- [Aufgaben und Übungen]:
A. Wann kommt Max Schreiber laut der Buchrezension in das Tiroler Bergdorf?
B. Führe die Rezension zu „Der Schnee, das Feuer, die Schuld und der Tod“ im Anschluss an ihren letzten Satz weiter.

Rezension: Der Schnee, das Feuer, die Schuld und der Tod

Der Schnee, das Feuer, die Schuld und der Tod

Was für ein Titel. Beim ersten Lesen fand ich ihn eher bescheuert. Dann nur noch anders und letztendlich hat er mich neugierig gemacht. Und auch der Klappentext machte neugierig:

Im Herbst 1950 kommt der junge Wiener Historiker Max Schreiber in ein Tiroler Bergdorf, um einem alten Geheimnis auf den Grund zu gehen. Konfrontiert mit der archaischen Bergwelt und der misstrauischen Dorfgemeinschaft , fühlt er sich mehr und mehr isoliert. In seiner Einsamkeit verliert er sich in der Liebe zu einer jungen Frau, um die jedoch auch ein anderer wirbt. Als ein Bauer unter ungeklärten Umständen ums Leben kommt, ein Stall lichterloh brennt und der Winter mit ungeheurer Wucht und tödlichen Lawinen über das Dorf hereinbricht, spitzt sich die Situation dramatisch zu. Schreiber gerät unter Mordverdacht und verschwindet spurlos – nur seine Aufzeichnungen bleiben zurück.

- [Datensatzinhalt]:
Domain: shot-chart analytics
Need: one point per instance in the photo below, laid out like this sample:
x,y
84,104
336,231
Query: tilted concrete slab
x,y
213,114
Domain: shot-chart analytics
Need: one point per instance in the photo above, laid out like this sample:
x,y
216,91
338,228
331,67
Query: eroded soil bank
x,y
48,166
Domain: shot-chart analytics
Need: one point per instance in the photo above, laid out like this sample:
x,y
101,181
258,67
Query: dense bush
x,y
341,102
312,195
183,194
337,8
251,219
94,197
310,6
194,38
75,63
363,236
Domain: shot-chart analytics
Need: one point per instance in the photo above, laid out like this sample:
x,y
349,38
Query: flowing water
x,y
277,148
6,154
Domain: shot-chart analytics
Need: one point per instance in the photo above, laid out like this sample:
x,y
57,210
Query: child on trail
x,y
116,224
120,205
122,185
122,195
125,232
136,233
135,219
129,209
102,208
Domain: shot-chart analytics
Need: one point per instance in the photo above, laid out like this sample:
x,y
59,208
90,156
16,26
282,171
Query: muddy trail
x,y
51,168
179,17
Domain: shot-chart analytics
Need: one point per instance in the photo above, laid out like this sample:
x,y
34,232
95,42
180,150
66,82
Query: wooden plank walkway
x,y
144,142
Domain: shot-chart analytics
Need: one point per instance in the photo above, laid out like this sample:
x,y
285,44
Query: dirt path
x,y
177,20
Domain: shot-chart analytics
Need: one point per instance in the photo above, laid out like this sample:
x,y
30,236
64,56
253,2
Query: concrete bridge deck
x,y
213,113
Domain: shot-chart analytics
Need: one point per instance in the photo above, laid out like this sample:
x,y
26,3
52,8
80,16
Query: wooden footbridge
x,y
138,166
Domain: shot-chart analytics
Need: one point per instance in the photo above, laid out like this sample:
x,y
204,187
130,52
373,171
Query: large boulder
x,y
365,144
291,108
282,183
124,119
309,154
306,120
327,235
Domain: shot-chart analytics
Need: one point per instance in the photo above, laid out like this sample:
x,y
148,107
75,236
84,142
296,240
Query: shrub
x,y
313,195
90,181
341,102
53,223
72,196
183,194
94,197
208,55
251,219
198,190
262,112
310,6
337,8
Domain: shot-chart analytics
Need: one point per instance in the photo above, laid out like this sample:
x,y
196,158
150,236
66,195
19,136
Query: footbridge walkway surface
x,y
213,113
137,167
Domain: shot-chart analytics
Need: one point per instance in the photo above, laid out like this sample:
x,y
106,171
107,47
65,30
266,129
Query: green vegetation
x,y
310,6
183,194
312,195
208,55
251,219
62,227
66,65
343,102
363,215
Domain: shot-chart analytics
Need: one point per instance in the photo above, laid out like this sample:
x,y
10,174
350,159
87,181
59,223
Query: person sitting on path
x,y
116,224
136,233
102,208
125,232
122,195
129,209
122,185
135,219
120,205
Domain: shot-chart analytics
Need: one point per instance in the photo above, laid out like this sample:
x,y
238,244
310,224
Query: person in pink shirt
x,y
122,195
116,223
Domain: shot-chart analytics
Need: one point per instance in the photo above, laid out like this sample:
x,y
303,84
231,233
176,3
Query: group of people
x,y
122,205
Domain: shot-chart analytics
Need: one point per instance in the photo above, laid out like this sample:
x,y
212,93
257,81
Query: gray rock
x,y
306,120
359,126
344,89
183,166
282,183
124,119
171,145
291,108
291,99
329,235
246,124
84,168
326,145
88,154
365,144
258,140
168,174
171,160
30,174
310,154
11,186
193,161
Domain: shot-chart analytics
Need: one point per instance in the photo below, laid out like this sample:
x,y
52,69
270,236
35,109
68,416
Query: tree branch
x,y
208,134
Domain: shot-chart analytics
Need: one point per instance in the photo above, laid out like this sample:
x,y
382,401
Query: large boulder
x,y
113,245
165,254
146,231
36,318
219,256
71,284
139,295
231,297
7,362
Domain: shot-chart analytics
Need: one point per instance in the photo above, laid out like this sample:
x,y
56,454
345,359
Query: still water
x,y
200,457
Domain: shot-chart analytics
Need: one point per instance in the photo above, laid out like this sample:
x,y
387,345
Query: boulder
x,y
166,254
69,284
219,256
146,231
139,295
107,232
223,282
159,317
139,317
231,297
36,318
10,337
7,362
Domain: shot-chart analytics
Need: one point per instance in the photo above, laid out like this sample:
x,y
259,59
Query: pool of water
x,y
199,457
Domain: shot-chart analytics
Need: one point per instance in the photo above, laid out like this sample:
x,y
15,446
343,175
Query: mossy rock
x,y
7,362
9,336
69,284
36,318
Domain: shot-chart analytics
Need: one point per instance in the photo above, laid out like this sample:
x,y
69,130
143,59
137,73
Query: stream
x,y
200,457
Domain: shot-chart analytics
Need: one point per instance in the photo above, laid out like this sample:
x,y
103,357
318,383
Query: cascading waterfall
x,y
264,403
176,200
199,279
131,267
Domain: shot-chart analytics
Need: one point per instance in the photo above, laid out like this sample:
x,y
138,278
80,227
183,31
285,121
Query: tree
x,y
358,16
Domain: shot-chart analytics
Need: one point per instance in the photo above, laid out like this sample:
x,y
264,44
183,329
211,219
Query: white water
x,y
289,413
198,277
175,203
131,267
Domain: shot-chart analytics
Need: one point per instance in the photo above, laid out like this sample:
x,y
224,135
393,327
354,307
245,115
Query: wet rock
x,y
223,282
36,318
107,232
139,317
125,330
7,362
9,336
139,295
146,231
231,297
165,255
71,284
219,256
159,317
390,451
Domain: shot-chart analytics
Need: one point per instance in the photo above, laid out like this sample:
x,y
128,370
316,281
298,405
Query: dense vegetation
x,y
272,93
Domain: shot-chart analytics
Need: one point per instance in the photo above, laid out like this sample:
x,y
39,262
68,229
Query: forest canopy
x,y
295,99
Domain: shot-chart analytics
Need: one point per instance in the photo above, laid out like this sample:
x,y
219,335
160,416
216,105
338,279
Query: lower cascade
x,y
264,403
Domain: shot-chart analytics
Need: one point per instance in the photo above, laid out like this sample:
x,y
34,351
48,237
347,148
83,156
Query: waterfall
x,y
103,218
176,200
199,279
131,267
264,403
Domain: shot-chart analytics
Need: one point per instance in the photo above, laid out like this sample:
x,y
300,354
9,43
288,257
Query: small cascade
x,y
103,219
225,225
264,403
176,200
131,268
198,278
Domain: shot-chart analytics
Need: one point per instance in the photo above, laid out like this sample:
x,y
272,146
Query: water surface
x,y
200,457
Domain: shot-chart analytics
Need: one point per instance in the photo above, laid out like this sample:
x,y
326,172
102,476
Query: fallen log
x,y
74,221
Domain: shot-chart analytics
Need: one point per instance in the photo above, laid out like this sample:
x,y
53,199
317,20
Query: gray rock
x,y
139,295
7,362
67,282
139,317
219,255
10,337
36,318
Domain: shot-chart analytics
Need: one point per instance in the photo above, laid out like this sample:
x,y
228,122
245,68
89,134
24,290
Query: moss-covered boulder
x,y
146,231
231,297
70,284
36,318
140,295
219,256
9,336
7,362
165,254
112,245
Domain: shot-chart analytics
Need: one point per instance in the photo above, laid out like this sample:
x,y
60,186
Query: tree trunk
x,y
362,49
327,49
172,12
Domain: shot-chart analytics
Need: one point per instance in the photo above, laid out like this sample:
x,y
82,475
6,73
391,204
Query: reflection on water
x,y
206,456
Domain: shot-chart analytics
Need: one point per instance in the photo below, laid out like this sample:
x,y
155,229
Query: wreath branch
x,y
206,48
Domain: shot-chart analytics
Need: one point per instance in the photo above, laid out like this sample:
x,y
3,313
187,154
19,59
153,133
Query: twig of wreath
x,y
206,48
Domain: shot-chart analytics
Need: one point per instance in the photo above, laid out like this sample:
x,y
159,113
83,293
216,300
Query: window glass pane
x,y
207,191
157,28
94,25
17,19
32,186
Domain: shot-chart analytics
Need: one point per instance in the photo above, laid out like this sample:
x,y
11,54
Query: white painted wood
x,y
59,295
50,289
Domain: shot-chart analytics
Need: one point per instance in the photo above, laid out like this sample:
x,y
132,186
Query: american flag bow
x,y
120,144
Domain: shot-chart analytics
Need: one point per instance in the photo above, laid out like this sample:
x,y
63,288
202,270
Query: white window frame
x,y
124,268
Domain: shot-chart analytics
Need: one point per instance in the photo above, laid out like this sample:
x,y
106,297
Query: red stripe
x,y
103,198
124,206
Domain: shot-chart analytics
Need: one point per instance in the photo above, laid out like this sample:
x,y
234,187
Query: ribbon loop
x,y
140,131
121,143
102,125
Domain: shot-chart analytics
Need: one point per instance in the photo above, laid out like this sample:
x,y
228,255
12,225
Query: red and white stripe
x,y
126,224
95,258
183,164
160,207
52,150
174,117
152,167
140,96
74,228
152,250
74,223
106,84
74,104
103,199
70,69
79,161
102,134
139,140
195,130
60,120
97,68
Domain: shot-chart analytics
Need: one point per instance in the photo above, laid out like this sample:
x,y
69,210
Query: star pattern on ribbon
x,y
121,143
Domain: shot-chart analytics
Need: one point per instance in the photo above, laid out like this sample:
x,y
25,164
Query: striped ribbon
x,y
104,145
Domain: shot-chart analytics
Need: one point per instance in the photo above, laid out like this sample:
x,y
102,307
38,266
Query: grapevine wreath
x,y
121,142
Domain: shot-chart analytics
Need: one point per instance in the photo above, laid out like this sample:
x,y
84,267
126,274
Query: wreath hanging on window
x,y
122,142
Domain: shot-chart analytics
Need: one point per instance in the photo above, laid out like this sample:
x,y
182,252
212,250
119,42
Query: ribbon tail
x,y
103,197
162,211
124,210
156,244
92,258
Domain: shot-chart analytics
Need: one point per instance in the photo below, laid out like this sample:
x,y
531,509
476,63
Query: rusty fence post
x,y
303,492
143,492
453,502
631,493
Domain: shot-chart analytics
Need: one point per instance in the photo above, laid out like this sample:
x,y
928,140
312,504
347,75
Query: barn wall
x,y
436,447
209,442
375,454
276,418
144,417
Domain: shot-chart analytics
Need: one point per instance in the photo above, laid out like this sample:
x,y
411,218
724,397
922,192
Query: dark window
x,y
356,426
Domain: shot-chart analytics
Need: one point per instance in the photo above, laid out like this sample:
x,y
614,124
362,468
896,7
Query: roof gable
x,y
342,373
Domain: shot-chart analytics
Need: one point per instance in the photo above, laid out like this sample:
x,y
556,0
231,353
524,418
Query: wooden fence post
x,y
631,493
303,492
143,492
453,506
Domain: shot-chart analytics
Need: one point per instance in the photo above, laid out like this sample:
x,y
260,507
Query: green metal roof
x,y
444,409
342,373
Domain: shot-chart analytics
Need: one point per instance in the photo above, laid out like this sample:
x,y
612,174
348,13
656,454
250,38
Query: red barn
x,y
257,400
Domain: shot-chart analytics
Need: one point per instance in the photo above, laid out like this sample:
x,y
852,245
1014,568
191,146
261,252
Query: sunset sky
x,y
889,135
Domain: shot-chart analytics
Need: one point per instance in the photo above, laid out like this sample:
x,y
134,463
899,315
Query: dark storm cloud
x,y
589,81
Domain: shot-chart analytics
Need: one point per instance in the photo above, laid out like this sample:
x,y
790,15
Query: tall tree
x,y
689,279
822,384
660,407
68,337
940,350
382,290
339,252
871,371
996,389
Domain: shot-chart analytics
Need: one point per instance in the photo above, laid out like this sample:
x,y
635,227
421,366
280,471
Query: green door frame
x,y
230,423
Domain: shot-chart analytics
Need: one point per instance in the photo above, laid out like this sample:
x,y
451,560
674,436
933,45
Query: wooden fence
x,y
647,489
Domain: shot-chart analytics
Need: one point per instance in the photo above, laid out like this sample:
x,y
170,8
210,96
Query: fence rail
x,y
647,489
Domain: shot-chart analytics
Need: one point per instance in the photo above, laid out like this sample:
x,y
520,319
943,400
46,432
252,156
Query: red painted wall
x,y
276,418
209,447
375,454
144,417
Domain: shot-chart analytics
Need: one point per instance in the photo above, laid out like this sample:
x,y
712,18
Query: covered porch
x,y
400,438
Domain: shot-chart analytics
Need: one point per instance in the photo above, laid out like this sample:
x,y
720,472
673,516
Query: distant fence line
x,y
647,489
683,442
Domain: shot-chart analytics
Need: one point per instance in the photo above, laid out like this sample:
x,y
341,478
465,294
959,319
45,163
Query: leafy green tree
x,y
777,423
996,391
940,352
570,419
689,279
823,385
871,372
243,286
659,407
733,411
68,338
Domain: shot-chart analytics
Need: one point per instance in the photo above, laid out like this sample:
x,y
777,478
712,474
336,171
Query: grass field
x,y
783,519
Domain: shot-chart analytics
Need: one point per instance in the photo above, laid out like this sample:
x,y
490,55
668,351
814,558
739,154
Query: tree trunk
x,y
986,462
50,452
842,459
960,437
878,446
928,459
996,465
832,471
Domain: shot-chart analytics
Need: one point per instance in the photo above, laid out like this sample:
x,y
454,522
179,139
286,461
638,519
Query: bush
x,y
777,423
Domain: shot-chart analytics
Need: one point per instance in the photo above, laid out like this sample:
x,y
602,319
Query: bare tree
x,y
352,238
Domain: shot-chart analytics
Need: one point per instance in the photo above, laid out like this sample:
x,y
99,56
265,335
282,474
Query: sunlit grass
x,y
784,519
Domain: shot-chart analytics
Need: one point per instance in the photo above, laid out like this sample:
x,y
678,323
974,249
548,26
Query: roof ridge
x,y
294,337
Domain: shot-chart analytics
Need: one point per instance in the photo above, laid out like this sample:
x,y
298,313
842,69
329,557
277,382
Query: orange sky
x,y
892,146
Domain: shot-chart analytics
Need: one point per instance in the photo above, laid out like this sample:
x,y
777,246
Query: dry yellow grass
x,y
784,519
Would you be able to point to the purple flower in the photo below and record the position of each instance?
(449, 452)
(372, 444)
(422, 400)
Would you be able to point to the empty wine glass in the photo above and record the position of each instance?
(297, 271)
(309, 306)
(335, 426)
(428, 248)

- [Gegebene Antworten]:
A. Im Herbst 1950.

B.
Mehr als ein halbes Jahrhundert später will ein alter Mann endlich die Wahrheit wissen. Von seinen eigenen Schatten verfolgt, begibt er sich auf Spurensuche in die Vergangenheit.

Raffiniert, voller Rhythmus und Poesie erzählt Gerhard Jäger von der Magie, aber auch von der Brutalität eines Ortes, der aus Raum und Zeit gefallen scheint.

Was es auch war, das wunderschöne Cover, der einsame Wanderer in einer Schneelandschaft, der merkwürdige Titel oder die versprochene Poesie, meine Neugier war geweckt.

Rezension Gerhard Jäger

Mehr als den Klappentext will ich euch zum Inhalt des Buches auch gar nicht erzählen. Ich will euch vielmehr verführen, dieses Buch unbedingt zu lesen.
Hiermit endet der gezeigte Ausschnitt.